◆ Work to be completed
Copy out every line of the entries below word for word, keeping each line as it appears.

▬▬▬

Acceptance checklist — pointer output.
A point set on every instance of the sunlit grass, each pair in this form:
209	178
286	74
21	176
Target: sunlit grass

▬▬▬

◆ Solution
Acceptance checklist — pointer output.
A point set on every instance of the sunlit grass, each pair in this form:
209	178
286	74
21	176
Target: sunlit grass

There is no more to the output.